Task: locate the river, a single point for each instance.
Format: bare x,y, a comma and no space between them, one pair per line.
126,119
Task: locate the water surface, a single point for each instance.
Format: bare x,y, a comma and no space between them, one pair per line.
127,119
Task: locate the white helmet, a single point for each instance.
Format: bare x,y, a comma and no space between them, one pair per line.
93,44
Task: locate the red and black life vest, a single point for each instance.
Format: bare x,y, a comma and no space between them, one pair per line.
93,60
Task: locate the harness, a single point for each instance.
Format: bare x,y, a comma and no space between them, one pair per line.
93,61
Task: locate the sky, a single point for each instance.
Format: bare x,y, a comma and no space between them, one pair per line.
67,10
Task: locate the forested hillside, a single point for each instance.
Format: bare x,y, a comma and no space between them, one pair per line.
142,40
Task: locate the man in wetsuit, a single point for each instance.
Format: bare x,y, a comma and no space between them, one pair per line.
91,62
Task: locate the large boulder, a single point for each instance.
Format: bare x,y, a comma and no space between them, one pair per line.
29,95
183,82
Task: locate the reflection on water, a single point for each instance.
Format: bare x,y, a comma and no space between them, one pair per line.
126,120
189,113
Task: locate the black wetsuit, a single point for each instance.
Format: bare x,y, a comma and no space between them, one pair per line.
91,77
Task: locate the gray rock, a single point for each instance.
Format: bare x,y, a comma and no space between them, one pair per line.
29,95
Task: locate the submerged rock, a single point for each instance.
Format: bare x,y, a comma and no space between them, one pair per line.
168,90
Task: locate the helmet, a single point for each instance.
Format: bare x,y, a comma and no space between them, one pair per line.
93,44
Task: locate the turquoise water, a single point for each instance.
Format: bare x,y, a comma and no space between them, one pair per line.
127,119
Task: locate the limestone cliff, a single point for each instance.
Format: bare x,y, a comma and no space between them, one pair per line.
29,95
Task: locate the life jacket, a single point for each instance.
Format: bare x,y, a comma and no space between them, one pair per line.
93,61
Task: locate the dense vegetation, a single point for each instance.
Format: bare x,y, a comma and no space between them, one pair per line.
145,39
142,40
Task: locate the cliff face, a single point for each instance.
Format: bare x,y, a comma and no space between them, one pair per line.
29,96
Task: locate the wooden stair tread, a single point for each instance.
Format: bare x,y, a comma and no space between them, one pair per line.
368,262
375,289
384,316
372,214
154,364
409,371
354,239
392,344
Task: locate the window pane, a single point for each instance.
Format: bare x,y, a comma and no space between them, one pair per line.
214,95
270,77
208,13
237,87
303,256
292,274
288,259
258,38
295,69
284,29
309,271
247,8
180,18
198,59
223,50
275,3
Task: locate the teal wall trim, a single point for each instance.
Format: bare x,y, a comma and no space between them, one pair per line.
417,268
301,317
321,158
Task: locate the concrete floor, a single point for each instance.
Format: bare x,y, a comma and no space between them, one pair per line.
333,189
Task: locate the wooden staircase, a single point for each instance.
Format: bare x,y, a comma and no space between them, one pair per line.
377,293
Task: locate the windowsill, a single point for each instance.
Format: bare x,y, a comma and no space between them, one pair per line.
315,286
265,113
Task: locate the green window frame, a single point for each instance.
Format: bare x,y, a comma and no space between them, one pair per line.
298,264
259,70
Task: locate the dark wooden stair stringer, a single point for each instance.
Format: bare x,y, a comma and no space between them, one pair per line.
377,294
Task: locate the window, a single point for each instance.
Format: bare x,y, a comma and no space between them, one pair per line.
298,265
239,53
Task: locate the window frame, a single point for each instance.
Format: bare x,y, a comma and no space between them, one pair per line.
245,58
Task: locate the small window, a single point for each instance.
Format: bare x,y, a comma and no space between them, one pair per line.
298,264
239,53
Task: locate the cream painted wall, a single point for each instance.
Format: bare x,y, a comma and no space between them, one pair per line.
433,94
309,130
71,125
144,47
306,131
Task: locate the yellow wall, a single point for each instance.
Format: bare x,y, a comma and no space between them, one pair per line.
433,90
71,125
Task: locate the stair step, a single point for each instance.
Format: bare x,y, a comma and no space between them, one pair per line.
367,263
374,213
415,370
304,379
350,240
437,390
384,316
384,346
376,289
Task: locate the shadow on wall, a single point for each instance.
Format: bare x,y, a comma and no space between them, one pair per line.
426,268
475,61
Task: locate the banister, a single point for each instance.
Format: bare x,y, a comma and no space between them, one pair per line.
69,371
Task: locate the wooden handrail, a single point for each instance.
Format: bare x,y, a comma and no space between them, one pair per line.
════
*Prompt*.
Copy out word for word the data above, from the line that contains "Task: locate the yellow" through the last line of the data.

*Response*.
Task: locate the yellow wall, a single point for each instance.
Format: bare x,y, a comma and no space between them, one pair per line.
433,90
71,125
Task: locate the stair step, a single point for each instance.
Format: bare x,y, a comma and no space between them, one pair per line.
367,263
374,213
415,370
304,379
350,240
437,390
384,316
384,346
376,289
Task: locate the shadow on wall, a single point for each instance.
Format: bare x,y, a comma and no space between them, one pair per line.
426,268
475,61
Task: locate the banister, a single point for each instance.
Format: bare x,y, a comma and no space between them, one pair per line.
69,371
Task: locate the wooden handrail, a single point for each instance.
Format: bare x,y, a comma and no space between them, one pair per line.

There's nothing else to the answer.